## GIVEN TASK 1
Answer these questions from the Mount Morgan passage, one line each:
(a) How large a firewood stockpile did the mine keep?
(b) What was the town's official name until 1899?
(c) In what year did the company go into liquidation?
## GIVEN TASK 2
Write the next part of the Mount Morgan passage, picking up after its final sentence.

## READING PASSAGE
━━━━━━━━━━━━━━━━━━━━━━━━━━━━━━

The mine had stone crushers, furnaces and boilers, all needing to be kept going with firewood. Miners and woodcutters lived in rudimentary huts or primitive camps; as the wood gave out, the cutters moved to the next lot of scrub. To avoid stoppages from lack of firewood, the mine kept a 20,000 tons stockpile. The boilers were needed for the chlorination method of gold extraction, as the gold was of unusual fineness when separated from the host ironstone. The fineness of the metal meant that a considerable amount was missed, but it was of exceptional purity.

A government school opened in 1884 and a Primitive Methodist church in 1887. The town was known officially as South Calliungal, a name that lasted until 1899. (North Calliungal, a few kilometres away, became Baree.) In 1890, with a population nearing 3500, Mount Morgan became a municipal borough, but the mine was outside the municipal boundary and none of its assets was rateable. This typified the relationship between mine and town: the mine avoided contributing to the civic good, its gold left Mount Morgan never to return, and Rockhampton and London (where D'Arcy took up residence) profited enormously. When the railway was extended from Kabra to Mount Morgan in 1898 - a project the mine had put off in the hope the Government would pay - the line ended on the far side of the Dee River for want of a bridge to the town and the mine. In ascending the Razorback Range the rack and pinion railway encountered grades of 1:16. A less steep deviation line was built in 1962.

In 1903 systematic drilling began to prove the extent of the mount's copper ore. By 1905 high grade ore totalling 2.8 million tons had been proved, and Mount Morgan Gold Mining Co invested in mine development and smelters. Virtually on the eve of this decision, Mount Morgan was described in the Australian handbook, 1903:

The copper project initiated works further afield; a limestone mine at Marmon (1905) and iron ore extraction, for smelting flux, at Many Peaks, which was connected by rail to Mount Morgan in 1910. Quite soon there were mining accidents, including the loss of 12 lives in 1908. In 1912 there was a strike. The demand for copper during the war kept production buoyant, but 1926 saw another major strike and a fire in the mine. In 1927 the company went into liquidation.

━━━━━━━━━━━━━━━━━━━━━━━━━━━━━━

## DATASET
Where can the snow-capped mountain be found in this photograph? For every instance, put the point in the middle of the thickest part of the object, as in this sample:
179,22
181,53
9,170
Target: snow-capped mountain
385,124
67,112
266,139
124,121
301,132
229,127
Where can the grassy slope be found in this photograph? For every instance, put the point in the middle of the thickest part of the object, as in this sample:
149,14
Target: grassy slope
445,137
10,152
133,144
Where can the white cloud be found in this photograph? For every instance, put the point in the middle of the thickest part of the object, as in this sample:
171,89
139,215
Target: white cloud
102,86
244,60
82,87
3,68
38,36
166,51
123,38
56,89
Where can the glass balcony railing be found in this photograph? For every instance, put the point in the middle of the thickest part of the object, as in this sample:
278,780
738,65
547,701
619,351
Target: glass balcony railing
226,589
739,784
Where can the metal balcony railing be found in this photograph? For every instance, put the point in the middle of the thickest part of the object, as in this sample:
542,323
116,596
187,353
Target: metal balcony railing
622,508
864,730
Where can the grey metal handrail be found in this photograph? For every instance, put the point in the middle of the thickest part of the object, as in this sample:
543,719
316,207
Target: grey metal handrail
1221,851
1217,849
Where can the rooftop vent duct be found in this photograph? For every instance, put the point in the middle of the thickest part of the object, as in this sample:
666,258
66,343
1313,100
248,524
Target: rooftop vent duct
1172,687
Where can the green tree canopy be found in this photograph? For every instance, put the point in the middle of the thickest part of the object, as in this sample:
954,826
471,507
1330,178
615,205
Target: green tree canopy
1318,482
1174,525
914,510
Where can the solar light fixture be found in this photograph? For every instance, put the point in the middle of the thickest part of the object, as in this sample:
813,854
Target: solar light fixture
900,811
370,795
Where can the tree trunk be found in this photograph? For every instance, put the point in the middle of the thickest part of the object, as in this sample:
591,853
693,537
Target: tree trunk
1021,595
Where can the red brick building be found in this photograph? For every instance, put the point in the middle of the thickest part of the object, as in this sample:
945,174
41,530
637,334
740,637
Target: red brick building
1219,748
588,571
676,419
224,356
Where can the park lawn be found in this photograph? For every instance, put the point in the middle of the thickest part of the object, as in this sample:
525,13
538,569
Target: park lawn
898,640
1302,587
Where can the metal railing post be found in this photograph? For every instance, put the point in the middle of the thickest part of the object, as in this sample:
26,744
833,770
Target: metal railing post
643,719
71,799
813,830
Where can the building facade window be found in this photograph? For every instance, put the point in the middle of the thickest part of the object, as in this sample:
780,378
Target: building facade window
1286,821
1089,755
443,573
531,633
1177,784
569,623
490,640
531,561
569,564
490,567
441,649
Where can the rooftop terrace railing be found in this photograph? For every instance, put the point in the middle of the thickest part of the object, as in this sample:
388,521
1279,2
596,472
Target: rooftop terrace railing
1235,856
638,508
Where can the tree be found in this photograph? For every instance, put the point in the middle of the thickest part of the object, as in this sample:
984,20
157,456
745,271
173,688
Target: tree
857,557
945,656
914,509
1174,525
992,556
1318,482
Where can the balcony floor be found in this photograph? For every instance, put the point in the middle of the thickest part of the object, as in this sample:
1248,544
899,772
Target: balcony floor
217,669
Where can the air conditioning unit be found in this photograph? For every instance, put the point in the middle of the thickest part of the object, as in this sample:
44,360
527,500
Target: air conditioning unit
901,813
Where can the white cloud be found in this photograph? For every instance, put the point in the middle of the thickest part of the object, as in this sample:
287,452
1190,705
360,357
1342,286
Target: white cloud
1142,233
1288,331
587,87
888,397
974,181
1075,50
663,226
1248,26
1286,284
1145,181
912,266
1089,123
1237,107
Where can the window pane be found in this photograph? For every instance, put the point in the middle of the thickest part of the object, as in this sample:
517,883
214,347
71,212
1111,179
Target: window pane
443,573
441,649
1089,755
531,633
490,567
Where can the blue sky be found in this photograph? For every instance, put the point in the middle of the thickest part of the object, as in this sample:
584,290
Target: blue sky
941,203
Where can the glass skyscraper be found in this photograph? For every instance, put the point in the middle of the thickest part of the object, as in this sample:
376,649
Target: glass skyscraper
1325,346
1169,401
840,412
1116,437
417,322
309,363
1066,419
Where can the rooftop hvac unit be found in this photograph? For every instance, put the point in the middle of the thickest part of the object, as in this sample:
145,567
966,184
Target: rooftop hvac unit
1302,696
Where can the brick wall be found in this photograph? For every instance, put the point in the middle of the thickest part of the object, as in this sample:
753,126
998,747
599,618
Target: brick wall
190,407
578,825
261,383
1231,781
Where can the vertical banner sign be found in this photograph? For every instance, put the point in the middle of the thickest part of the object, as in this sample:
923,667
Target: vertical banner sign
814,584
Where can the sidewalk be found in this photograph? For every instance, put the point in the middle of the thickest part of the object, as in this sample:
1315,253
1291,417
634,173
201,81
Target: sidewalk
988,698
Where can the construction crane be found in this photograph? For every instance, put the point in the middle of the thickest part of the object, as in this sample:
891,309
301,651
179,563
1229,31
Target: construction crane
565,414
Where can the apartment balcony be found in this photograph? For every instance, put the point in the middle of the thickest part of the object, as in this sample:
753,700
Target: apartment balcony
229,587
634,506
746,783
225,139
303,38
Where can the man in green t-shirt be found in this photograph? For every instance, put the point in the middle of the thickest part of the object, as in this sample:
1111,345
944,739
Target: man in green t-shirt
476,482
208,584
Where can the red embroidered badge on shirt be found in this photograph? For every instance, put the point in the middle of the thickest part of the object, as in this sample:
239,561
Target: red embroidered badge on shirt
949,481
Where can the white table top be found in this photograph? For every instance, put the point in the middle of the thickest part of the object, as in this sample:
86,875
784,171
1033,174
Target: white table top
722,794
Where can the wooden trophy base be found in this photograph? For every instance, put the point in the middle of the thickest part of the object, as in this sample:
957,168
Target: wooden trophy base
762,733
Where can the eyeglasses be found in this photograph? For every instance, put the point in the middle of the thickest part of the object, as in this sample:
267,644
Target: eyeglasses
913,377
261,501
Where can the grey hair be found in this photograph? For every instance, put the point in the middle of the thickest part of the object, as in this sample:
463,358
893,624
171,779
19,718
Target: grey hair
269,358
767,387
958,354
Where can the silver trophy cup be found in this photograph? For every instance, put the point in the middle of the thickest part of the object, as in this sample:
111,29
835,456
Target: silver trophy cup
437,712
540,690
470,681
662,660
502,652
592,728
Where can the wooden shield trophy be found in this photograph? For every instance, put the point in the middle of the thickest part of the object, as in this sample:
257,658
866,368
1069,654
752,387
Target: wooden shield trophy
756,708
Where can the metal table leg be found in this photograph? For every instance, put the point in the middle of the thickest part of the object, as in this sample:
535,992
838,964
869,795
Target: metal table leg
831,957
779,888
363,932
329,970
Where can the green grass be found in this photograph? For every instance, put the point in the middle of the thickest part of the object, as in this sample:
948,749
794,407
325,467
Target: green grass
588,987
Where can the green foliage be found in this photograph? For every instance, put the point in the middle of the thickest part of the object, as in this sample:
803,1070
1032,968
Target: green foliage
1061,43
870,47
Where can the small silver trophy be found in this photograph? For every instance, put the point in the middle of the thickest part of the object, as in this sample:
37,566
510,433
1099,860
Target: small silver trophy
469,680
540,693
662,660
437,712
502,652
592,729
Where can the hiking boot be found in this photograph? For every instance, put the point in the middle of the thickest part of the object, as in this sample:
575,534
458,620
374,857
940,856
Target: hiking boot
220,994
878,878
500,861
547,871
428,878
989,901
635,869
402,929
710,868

━━━━━━━━━━━━━━━━━━━━━━━━━━━━━━

## RESPONSE 1
(a) 20,000 tons
(b) South Calliungal
(c) 1927

## RESPONSE 2
It took a new company, Mount Morgan Ltd, new management (including the coming New Guard leader, Eric Campbell) and open-cut mining to re-establish mining and smelting. There was also company welfarism, a change from decades of corporate neglect. Efforts were made for the greening of the town, including an avenue of Jacarandas in 1939. Mount Morgan mine's chairman and managing director, Adam Boyd, believed in the welfare both of the mine and all those connected with it. He is remembered by Boyd Park, in which was later built a modern swimming pool. Water was the most symbolic of civilising facilities in Mount Morgan; for years townspeople competed with the mine for water, relying on rainwater tanks. In 1954 water bores from Fletcher Creek brought fairly reliable supply to all consumers, and it was only during the 1970s that more bores and an improved weir fully addressed water shortages. Lawns became a distinct probability, but the Dee River was polluted by acid mine drainage.

The Mount Morgan town council, for years hemmed in by its boundaries, merged with surrounding Calliungal Shire in 1931. The move was sensible, if only for securing reliable water supplies.

With the greening of Mount Morgan under way, the mine was taken over by Peko-Wallsend in 1968. Peko estimated that there were 8.5 million tons of lower grade copper ore, enough to last for ten years of continuous production. The last truck of ore was actually taken out of the mine crater (360 metres deep) in 1981. Among the proposals floated to keep mining going, tailings treatment was the most viable. Mount Morgan became a retirement and commuter township for Rockhampton residents, many of them attracted by lower house prices and the country town environment. The railway line to Mount Morgan was closed in 1987, 20 years after a railway locomotive depot (1912) was closed.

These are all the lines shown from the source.